Thank you again for engaging in this dialogue and opening it up so that others can benefit.

Kittredge Cherry said...

My heart is full and time is short, so I will respond more fully later to what John just wrote.

pennyjane said...

john....what a wonderful thing...absolute knowledge....absolute awarness of God's presence in the Person of Jesus Christ.

i have such knowledge, so i think i can empathize with you. mine just came overnight. i was a happy go lucky atheist, minding my own business, not looking, not searching....getting along and getting by.

then, Jesus...for His own reasons, revealed Himself to me...and in such a way that i had perfect knowledge of Him. the idea of His non-existence became laughable.

i had perfect knowledge of Him, but i found i didn't know myself at all. i had no idea what to do now....just walking around with a "cat that ate the canary" grin on my face felt good, but it seemed there should be i asked the only christian i knew...a hospice chaplain named wendy vanderzee.

"wendy" i said, "i just became a christian, what do i do now?"

i always have been pretty simple.

"don't recommend books, or theologies or anything like that to me....just tell me in plain, simple language, what christians do."

wendy, being wendy...gave me a book. it was the good news version of the bible.

"it's all in here."

so, without much faith...i took it home and started thumbing through...and WOW! i went crazy. that's some book. that's been about ten years and i've read very little else since. it's all in there.

there's a not so well known book packed away in the old testement called "the song of solomon".

in there i found answers to questions i'd never even considered. being a person so afraid of sexualality that i couldn't even talk about it with my wife.....i learned how beautiful it can be...the merging of agape and physcial love.

now, with my wonderful, complete... knowledge of God....i know that sex expressed as love cannot possibly offend God....and i don't see how anyone who has read that can.

on another note...about this total awareness....everyone keeps warning me....this knowledge will one day be tested....find a way to build your faith.

============================================================

TASK LIST –
**1.** In the faith discussion, what did the hospice chaplain give to the new Christian who asked what Christians do?
**2.** Continue the faith discussion from the point where it ends.

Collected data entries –
============================================================

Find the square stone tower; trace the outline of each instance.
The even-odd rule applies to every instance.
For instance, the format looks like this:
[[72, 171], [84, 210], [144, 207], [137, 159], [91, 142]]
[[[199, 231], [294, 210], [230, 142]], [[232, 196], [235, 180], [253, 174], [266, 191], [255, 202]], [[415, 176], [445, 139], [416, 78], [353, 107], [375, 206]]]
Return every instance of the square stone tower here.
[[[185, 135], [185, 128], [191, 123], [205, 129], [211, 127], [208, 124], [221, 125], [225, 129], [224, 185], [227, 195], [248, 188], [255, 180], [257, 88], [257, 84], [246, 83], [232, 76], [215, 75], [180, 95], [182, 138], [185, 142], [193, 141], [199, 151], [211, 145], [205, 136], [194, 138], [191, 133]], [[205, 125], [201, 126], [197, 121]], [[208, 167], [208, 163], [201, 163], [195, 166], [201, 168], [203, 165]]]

============================================================

OUTPUTS IN ORDER –
**1.** She gave a copy of the Good News version of the Bible.

**2.**
paraphrasing Jesus, 'it's one thing to believe because you have seen....but another entirely to believe even if you haven't seen."

i keep that idea towards the front. though my perfect knowlege has yet to be tested...i know it can be and i want to have a full resevoir of faith when that time comes.

God bless you with much love and hope. pj

Kittredge Cherry said...

This dialogue is so rich that it really speaks for itself. I’ll just add a few reflections.

John and PJ, both of your experiences are powerful and intimate, and I feel honored that you chose to share them here on my blog. You both experienced absolute knowledge of Christ. It reminds me of Ephesians 2:8: “For by grace you have been saved through faith; and that not of yourselves, it is the gift of God.” Your experiences came as a gift from God… although in John’s case you prepared the way in advance by asking the questions that began this dialogue. PJ, it seems to me that you DO have faith.

And thank you for suggesting “Song of Solomon” in the Bible. I wish I had thought of that!

John, I also find it interesting that somehow the process of uniting sexuality and spirituality also involves envisioning God as interchangeably male and female, Mother and Father, etc. I’ve found that in doing this blog, too. The stated focus is LGBT spirituality, but somehow my readers and I keep feeling the need to include female Christ figures to balance the male ones. It all goes hand in hand.

John, your last sentence is profound: “Even the evil accomplished in his name does not destroy the possibility of redemption for those who make the specious claim that only they may enter God’s light.” This statement is a ray of light that surely comes from the heart of Christ.

some said...

The Divine Presence is everywhere so let us awaken to the realization of this Presence. It is love a union and unity that can't be denied

Kittredge Cherry said...

I enjoyed a visit to your Think Unity website, Some. The Divine Presence is indeed everywhere.